Task details
Which of the lines below mention the word "side"? Pull each one out.

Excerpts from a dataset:
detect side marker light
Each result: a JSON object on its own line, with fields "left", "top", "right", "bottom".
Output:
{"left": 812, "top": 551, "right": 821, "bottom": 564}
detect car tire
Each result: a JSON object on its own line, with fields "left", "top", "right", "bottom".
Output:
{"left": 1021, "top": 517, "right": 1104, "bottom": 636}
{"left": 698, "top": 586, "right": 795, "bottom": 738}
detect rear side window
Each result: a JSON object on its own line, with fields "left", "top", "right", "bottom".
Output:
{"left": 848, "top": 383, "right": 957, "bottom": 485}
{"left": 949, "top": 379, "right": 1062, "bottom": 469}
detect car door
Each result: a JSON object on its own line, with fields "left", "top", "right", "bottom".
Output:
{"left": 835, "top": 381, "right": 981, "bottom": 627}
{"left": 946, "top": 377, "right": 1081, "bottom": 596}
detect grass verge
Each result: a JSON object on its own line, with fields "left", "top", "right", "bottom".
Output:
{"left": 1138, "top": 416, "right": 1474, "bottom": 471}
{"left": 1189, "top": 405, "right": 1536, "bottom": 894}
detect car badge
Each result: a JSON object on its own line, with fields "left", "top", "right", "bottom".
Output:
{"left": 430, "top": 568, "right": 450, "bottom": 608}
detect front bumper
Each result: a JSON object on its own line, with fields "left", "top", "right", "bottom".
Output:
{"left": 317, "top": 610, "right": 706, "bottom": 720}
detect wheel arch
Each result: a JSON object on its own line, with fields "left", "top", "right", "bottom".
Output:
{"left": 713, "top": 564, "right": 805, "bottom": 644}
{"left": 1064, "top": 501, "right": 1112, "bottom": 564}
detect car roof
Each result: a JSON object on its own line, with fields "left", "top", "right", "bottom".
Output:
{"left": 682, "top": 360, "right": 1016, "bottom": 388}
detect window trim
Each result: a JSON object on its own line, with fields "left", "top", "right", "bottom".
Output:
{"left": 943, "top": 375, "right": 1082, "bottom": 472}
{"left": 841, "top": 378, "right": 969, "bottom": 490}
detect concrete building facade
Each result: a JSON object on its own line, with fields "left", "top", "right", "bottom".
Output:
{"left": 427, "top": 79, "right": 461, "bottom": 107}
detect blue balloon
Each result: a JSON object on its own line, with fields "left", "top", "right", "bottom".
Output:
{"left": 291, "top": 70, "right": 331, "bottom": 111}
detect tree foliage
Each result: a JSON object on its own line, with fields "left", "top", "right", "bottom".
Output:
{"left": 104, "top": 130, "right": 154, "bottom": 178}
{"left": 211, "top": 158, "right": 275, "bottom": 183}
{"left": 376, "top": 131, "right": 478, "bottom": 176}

Task result
detect side marker light
detect rear side window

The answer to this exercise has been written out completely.